What is needed: Pick out each line in the records below that contains the word "wing", and copy those lines.

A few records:
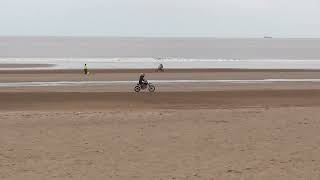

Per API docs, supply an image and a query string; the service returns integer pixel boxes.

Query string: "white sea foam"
[0,58,320,70]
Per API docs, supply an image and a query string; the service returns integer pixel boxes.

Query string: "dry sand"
[0,71,320,180]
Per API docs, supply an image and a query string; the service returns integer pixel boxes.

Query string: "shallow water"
[0,79,320,87]
[0,58,320,70]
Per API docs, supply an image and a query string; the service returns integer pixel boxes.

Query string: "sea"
[0,37,320,70]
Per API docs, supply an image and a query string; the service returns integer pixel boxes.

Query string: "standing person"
[83,64,89,75]
[157,64,164,72]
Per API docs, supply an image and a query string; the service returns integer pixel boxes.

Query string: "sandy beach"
[0,69,320,180]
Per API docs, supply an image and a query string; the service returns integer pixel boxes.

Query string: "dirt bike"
[134,81,156,92]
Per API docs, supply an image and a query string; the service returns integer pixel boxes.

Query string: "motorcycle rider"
[139,73,148,86]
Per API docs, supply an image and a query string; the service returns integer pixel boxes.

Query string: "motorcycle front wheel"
[134,86,141,92]
[148,84,156,92]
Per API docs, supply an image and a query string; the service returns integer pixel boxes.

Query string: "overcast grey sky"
[0,0,320,37]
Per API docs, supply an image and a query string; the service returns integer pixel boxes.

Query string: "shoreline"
[0,68,320,74]
[0,89,320,111]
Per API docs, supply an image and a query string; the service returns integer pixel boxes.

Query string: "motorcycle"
[134,82,156,92]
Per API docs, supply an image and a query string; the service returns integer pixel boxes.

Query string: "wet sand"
[0,68,320,180]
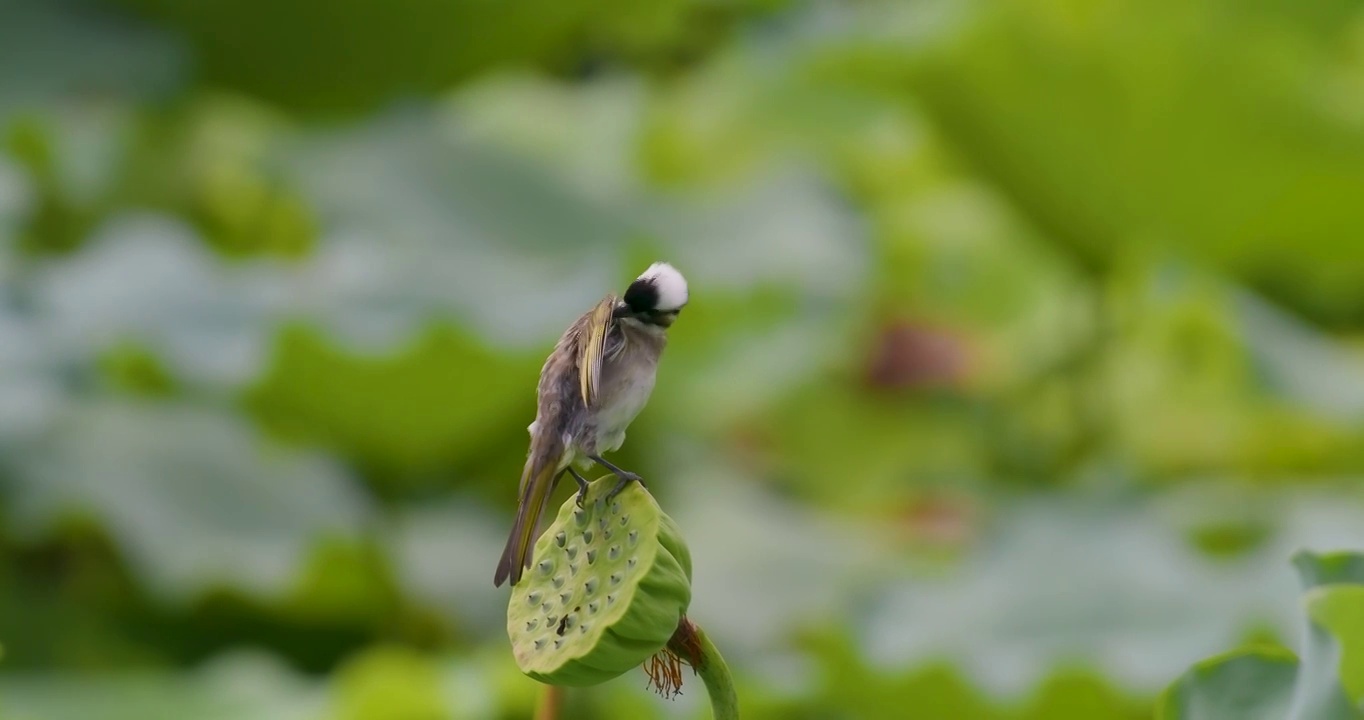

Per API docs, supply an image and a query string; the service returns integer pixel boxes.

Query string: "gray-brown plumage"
[494,263,687,585]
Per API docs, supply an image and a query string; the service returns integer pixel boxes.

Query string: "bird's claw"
[606,472,645,502]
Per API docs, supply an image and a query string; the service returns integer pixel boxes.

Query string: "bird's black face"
[614,280,682,327]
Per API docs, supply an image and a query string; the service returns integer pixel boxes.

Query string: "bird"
[492,262,689,586]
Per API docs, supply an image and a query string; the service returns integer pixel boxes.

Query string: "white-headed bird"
[492,263,687,585]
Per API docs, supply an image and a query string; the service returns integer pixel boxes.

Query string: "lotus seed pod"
[507,476,692,686]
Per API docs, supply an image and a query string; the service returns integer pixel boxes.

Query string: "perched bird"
[492,262,687,585]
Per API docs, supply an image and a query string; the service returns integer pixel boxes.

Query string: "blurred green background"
[0,0,1364,720]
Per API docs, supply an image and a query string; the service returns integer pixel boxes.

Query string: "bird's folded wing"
[578,295,615,408]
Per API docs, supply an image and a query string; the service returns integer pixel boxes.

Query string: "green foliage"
[1157,552,1364,720]
[0,0,1364,720]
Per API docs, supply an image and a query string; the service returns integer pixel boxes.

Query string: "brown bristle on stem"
[644,648,682,700]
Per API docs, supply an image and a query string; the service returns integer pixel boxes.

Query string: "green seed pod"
[507,476,692,686]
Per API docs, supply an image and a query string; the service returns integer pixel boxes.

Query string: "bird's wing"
[578,295,615,408]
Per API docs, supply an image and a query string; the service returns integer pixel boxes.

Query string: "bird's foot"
[606,470,645,502]
[569,468,588,507]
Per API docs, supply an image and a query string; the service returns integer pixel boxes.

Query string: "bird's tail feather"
[492,453,559,586]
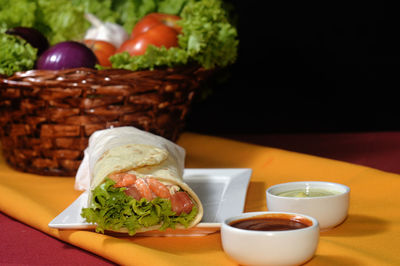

Task result:
Query string: "bird's folded wing"
Query string: "bird's wing"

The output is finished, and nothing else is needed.